-- Exercise requirements --
Which lines below contain the string "Target"? Show each of them in full.

== == ==

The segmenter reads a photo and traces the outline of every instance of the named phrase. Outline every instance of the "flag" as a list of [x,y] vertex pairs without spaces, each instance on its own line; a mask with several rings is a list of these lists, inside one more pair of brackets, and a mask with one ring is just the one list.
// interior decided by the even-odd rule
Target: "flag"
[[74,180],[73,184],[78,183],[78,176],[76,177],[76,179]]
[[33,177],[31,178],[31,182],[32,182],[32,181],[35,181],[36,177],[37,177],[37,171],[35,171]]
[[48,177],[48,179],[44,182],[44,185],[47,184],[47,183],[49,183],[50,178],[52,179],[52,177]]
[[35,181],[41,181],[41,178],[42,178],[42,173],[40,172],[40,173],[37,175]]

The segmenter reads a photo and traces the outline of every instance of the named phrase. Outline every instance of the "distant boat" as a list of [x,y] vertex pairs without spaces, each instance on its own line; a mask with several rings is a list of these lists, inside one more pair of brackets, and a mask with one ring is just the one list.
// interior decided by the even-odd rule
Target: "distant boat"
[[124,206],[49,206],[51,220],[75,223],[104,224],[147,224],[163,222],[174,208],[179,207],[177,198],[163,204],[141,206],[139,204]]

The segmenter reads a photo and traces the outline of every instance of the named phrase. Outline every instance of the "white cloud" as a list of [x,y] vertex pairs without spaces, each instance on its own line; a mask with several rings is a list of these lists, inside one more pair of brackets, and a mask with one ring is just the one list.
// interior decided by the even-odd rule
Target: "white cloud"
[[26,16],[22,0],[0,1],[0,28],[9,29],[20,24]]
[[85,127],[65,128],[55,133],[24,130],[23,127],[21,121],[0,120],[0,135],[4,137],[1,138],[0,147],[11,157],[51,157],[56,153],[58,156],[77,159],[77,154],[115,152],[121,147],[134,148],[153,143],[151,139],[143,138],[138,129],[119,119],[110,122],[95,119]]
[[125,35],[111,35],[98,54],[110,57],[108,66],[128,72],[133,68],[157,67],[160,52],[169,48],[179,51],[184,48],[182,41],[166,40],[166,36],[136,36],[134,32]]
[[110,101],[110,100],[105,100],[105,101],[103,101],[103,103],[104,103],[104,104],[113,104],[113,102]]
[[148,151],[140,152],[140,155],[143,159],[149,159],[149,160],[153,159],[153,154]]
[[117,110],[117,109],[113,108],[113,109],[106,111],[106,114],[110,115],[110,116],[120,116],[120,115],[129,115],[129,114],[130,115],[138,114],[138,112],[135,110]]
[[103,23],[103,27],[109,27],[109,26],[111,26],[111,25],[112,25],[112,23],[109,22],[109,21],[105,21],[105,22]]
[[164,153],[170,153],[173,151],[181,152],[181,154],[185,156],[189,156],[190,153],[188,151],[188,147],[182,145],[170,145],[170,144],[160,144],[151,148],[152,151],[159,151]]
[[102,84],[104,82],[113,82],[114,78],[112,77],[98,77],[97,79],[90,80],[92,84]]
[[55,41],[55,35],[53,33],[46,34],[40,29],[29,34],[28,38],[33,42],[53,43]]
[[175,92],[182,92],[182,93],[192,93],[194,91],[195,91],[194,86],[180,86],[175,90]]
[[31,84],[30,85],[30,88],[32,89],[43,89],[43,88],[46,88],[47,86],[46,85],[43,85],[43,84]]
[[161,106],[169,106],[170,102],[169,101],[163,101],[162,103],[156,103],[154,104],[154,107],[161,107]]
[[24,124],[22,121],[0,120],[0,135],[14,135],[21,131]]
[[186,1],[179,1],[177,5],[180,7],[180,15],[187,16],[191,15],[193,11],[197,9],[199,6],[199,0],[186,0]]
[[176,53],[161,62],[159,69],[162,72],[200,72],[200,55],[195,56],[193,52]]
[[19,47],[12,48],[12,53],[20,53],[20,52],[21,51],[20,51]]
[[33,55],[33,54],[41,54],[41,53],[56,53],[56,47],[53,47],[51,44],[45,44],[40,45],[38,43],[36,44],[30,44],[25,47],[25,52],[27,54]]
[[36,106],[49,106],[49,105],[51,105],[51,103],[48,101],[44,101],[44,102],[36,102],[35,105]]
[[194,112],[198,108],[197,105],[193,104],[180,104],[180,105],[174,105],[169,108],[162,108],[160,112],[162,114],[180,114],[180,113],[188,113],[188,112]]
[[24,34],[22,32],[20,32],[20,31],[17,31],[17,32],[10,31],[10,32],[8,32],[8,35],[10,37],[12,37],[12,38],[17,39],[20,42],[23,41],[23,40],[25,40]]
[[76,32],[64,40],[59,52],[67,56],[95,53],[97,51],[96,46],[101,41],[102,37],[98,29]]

== == ==

-- Result of the exercise --
Target: "flag"
Target: "distant boat"
Target: "white cloud"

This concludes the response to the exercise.